What is required:
Take every line from the material that has the word "blue" in it.

►

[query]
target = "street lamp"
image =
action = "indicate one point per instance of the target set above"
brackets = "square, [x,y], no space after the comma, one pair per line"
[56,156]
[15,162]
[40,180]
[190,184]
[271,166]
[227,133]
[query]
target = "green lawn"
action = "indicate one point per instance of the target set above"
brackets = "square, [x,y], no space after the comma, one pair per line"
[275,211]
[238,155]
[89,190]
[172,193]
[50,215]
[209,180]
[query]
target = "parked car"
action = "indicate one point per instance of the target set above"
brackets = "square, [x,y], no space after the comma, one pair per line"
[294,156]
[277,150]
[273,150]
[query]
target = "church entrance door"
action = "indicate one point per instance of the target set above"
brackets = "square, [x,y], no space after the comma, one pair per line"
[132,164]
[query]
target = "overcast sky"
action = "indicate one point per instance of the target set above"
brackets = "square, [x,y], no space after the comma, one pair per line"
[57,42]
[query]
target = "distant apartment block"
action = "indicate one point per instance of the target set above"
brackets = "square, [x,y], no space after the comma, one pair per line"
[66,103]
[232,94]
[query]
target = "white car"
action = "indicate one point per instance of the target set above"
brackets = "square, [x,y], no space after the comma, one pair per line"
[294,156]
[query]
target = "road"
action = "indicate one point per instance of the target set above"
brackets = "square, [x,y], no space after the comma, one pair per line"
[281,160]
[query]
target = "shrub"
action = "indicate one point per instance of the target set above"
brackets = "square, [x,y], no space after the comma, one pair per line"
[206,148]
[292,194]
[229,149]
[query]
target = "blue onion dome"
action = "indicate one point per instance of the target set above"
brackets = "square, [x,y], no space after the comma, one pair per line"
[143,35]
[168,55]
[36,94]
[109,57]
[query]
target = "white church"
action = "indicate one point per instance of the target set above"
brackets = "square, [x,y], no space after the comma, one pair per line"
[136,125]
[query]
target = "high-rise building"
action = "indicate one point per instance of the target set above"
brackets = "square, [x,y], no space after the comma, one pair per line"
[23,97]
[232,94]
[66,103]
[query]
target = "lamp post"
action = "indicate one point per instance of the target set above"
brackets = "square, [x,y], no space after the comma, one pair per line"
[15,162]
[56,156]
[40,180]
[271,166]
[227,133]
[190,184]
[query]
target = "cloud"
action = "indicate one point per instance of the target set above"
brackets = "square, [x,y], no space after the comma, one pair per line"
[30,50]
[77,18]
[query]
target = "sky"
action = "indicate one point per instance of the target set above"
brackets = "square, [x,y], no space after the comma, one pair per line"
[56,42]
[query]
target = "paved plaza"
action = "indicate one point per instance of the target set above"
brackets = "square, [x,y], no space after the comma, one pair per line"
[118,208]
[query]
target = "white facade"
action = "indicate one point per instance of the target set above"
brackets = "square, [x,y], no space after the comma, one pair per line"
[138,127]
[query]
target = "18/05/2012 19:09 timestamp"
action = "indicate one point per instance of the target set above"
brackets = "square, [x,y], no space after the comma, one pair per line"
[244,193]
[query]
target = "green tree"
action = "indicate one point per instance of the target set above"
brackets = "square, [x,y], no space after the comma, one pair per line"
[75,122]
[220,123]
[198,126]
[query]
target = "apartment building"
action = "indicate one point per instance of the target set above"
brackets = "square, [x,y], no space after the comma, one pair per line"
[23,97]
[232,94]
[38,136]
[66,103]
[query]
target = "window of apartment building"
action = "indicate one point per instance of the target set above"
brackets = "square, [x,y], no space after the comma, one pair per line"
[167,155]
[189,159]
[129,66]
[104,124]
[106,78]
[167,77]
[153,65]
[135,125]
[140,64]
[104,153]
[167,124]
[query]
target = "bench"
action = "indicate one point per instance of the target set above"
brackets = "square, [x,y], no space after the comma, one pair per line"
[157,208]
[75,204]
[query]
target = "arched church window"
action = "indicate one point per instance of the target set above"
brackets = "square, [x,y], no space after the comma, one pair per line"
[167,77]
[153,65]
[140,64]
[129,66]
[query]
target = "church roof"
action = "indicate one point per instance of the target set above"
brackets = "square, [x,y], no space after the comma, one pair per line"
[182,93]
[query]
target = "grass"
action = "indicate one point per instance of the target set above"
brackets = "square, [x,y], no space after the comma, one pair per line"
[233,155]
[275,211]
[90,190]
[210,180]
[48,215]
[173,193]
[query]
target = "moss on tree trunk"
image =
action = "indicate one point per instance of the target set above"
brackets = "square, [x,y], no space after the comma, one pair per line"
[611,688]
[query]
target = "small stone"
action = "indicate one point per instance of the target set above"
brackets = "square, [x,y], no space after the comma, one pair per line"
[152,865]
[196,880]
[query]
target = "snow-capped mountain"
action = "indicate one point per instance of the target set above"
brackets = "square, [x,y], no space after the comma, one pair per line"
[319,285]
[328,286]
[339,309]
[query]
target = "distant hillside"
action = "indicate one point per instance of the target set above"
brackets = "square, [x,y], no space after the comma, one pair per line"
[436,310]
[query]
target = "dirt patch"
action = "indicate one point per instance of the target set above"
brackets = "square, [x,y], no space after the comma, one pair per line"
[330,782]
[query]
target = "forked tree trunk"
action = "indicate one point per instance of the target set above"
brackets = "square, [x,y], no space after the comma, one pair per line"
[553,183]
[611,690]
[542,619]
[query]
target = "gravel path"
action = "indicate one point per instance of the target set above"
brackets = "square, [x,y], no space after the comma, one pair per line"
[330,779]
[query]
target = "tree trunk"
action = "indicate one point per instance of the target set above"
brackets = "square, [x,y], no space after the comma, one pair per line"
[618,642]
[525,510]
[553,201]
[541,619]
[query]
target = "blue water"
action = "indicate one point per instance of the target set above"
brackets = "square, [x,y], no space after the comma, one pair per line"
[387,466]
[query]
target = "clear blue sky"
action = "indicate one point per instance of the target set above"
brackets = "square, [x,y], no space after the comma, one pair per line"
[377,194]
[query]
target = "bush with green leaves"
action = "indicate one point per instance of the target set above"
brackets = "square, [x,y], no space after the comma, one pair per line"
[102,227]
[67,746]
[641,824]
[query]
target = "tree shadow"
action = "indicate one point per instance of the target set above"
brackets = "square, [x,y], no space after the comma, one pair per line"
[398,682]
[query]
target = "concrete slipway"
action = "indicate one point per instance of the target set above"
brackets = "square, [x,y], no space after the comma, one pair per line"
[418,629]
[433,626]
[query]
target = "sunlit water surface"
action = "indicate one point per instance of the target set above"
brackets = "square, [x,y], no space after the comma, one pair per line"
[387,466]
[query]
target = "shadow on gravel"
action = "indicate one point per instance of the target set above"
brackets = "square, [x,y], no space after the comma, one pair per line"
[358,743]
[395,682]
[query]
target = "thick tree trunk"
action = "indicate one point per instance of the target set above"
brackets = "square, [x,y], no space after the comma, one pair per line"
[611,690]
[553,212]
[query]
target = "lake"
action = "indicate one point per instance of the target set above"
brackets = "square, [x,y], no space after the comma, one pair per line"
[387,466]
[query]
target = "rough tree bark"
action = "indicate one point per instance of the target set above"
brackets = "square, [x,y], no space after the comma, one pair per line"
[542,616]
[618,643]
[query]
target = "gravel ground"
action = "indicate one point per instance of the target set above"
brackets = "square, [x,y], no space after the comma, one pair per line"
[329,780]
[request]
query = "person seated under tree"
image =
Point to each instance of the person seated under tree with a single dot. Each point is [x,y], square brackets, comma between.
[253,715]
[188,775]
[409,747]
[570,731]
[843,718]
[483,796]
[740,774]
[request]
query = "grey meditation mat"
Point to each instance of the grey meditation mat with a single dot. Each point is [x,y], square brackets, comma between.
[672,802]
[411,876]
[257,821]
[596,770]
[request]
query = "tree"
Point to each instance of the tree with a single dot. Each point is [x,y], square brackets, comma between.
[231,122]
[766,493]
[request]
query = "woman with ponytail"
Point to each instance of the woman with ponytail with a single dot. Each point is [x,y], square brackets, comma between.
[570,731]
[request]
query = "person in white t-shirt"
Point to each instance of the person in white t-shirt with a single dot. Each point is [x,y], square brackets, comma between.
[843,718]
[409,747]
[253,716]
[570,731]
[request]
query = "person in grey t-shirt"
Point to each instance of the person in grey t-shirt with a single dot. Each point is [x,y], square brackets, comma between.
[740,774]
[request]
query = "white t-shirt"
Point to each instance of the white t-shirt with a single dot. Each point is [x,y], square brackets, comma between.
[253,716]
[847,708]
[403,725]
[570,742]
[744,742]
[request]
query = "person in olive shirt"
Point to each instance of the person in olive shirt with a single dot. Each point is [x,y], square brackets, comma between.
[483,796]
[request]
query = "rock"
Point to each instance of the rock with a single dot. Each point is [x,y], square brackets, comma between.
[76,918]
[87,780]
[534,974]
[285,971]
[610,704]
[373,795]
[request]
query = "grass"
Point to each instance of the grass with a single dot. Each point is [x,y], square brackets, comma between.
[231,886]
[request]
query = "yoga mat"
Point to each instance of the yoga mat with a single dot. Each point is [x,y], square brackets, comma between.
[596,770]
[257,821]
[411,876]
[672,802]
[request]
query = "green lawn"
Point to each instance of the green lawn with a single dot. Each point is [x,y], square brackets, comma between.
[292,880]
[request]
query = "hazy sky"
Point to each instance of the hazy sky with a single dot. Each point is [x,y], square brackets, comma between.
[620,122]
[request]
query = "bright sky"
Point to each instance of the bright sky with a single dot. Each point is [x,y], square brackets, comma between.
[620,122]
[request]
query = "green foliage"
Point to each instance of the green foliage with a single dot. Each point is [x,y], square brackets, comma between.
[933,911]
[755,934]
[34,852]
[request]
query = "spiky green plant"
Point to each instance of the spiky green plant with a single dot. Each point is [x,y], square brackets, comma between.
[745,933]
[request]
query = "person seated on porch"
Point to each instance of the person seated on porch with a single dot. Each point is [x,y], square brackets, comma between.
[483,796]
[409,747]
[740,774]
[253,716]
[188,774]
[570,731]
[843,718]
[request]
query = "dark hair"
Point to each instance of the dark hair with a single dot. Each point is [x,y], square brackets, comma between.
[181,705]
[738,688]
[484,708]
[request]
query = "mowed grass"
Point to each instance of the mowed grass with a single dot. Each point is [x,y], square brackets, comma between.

◄

Solution for this task:
target = "blue onion dome"
target = "blue water"
target = "clear blue sky"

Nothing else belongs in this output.